> [Problem statement] Please format the listing from its first line through the line with "xmin=0 ymin=0 xmax=200 ymax=71", inclusive, as a JSON list of strings with one string per line and blank lines omitted.

> [Collection entries]
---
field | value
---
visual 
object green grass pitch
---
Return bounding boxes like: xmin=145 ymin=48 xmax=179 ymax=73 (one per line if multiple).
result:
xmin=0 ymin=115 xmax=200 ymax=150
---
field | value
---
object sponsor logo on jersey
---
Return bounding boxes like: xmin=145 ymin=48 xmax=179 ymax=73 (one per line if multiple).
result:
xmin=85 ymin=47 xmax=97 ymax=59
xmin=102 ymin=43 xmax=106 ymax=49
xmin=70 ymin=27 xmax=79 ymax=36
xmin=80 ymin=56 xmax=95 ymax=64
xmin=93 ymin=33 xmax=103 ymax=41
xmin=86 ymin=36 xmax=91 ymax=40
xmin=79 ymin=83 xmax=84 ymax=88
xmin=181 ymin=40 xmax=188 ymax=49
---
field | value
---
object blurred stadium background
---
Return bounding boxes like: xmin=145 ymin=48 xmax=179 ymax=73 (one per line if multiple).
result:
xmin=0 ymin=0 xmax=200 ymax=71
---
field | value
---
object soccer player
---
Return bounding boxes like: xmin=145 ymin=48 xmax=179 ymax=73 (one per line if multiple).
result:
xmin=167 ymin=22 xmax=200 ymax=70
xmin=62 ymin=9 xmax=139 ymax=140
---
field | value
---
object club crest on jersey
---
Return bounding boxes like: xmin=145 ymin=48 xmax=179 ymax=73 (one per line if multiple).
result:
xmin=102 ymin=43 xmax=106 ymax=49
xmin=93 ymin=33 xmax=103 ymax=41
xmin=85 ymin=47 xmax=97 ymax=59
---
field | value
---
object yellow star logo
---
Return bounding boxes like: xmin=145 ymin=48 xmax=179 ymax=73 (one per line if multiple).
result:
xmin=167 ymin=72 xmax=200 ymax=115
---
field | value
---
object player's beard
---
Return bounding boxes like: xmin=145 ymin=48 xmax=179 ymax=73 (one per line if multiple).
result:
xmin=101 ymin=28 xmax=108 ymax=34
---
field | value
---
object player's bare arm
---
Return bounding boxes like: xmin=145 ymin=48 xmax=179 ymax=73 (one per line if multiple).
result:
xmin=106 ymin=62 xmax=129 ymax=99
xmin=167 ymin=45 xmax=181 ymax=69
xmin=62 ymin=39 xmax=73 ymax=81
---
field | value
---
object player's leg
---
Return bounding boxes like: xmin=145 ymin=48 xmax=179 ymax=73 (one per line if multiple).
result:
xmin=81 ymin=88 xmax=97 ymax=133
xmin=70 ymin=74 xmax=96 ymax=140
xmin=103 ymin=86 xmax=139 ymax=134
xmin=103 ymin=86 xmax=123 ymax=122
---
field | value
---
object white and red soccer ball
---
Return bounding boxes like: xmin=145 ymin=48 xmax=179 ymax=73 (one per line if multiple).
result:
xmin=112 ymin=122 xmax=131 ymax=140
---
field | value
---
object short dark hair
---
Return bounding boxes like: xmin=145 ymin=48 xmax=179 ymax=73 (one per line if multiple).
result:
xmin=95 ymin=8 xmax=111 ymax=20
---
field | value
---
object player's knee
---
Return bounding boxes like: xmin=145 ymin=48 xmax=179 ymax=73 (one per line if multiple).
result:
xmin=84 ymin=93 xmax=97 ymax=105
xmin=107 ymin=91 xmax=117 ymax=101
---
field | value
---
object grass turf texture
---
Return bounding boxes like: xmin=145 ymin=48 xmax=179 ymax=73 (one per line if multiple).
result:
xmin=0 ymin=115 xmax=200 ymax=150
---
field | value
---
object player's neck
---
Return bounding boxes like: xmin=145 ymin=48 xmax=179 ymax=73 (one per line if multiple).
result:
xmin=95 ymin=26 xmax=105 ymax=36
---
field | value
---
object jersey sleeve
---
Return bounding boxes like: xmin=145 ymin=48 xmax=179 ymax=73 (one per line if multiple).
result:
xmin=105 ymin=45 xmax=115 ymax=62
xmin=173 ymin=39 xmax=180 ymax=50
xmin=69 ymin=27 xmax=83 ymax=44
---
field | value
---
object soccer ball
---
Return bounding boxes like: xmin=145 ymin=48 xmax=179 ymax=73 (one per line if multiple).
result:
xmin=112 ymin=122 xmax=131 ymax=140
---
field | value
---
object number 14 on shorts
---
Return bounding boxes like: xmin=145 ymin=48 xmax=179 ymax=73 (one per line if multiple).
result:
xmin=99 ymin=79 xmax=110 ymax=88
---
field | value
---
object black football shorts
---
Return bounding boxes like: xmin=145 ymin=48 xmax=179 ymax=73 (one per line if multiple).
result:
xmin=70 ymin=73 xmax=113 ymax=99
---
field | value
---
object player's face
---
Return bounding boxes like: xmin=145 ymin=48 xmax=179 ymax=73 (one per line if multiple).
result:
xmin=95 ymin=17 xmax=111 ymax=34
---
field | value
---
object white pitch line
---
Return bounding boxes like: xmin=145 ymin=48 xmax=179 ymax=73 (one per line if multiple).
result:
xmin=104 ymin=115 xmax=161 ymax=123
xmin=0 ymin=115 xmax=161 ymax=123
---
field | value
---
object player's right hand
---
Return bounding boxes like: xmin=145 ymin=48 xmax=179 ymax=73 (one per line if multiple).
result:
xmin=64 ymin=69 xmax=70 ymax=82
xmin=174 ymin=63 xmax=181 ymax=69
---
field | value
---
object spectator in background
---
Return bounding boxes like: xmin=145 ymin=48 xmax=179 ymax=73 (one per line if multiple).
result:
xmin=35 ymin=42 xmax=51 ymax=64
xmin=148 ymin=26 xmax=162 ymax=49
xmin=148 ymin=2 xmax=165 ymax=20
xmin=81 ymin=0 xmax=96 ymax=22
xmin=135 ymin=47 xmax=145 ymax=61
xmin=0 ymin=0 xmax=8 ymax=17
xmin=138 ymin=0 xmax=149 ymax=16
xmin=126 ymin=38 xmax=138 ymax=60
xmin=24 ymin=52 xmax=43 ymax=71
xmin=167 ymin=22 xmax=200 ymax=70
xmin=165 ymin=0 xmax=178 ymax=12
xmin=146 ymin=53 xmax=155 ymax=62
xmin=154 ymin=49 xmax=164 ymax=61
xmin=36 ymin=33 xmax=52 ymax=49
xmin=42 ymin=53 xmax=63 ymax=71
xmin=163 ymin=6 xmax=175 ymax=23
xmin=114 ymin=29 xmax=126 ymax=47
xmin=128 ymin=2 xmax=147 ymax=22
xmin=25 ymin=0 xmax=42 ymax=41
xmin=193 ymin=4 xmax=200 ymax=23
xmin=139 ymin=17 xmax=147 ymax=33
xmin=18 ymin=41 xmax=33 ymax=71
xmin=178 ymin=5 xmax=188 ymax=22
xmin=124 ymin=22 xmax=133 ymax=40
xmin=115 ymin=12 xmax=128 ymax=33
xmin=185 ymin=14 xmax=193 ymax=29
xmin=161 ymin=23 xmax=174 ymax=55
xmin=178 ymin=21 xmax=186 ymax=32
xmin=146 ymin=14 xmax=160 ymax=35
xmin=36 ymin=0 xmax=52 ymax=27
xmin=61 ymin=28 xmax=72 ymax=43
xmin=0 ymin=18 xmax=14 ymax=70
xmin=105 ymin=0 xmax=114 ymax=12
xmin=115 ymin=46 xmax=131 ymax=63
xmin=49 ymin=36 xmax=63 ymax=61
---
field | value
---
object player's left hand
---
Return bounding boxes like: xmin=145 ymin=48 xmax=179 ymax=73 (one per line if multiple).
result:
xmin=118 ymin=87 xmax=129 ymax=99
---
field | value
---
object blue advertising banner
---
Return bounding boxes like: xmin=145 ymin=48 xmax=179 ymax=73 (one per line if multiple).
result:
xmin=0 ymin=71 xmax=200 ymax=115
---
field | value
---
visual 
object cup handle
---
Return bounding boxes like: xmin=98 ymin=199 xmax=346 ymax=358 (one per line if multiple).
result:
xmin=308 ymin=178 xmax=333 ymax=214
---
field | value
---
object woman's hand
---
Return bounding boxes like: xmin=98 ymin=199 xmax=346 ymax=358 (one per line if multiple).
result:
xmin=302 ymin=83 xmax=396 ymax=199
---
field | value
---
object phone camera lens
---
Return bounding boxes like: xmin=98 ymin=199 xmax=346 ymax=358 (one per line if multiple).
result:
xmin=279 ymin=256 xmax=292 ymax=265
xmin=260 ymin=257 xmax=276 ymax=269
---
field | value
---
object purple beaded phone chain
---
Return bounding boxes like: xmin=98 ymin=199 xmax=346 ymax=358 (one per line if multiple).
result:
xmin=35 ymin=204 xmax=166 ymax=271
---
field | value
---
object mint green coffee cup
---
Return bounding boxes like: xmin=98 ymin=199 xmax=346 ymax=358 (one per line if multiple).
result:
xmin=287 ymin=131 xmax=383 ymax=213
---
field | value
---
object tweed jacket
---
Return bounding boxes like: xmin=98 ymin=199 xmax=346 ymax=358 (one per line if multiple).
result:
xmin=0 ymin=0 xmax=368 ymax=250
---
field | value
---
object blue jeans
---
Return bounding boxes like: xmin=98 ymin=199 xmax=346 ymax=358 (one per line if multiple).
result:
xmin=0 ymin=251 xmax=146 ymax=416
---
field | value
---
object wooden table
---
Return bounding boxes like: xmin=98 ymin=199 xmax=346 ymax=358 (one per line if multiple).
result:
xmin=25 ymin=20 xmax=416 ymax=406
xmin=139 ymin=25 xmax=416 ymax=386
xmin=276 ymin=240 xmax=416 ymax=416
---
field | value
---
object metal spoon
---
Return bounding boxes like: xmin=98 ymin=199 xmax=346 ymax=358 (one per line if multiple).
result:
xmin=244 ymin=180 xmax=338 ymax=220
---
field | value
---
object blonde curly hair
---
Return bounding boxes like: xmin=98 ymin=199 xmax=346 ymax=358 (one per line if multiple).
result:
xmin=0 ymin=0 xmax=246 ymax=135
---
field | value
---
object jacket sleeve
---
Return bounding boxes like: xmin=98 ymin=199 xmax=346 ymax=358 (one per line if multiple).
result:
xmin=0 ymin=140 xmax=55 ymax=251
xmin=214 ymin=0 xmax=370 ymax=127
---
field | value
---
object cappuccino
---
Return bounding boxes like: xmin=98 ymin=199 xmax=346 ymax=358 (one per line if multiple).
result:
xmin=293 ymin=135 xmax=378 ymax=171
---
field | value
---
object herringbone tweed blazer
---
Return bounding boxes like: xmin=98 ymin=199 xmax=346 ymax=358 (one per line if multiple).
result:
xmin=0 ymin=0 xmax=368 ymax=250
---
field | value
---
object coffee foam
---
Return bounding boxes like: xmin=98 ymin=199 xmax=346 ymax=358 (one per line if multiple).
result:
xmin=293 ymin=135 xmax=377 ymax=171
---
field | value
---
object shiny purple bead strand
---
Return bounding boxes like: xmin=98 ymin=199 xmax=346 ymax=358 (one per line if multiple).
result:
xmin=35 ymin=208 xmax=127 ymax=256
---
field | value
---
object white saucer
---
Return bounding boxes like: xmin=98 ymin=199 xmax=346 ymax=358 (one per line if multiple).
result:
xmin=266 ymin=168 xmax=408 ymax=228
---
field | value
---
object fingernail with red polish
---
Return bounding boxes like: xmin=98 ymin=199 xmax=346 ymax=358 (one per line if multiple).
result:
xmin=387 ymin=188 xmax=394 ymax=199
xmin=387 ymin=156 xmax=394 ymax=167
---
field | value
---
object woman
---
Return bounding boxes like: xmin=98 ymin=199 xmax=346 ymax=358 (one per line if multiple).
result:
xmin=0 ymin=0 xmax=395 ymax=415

> [Correct result]
[
  "---",
  "field | value",
  "---",
  "visual ",
  "object green grass pitch",
  "---",
  "Return bounding boxes like: xmin=145 ymin=48 xmax=179 ymax=73 (one per line if multiple).",
  "result:",
  "xmin=0 ymin=115 xmax=200 ymax=150",
  "---",
  "field | value",
  "---",
  "object sponsor logo on jersey",
  "---",
  "Return bounding boxes like: xmin=145 ymin=48 xmax=179 ymax=73 (one per line if multiple).",
  "result:",
  "xmin=85 ymin=47 xmax=97 ymax=59",
  "xmin=102 ymin=43 xmax=106 ymax=49",
  "xmin=70 ymin=27 xmax=79 ymax=36",
  "xmin=80 ymin=56 xmax=95 ymax=64",
  "xmin=93 ymin=33 xmax=103 ymax=41",
  "xmin=86 ymin=36 xmax=91 ymax=40",
  "xmin=79 ymin=83 xmax=84 ymax=88",
  "xmin=181 ymin=40 xmax=188 ymax=49",
  "---",
  "field | value",
  "---",
  "object blurred stadium background",
  "---",
  "Return bounding boxes like: xmin=145 ymin=48 xmax=179 ymax=73 (one per line if multiple).",
  "result:",
  "xmin=0 ymin=0 xmax=200 ymax=71"
]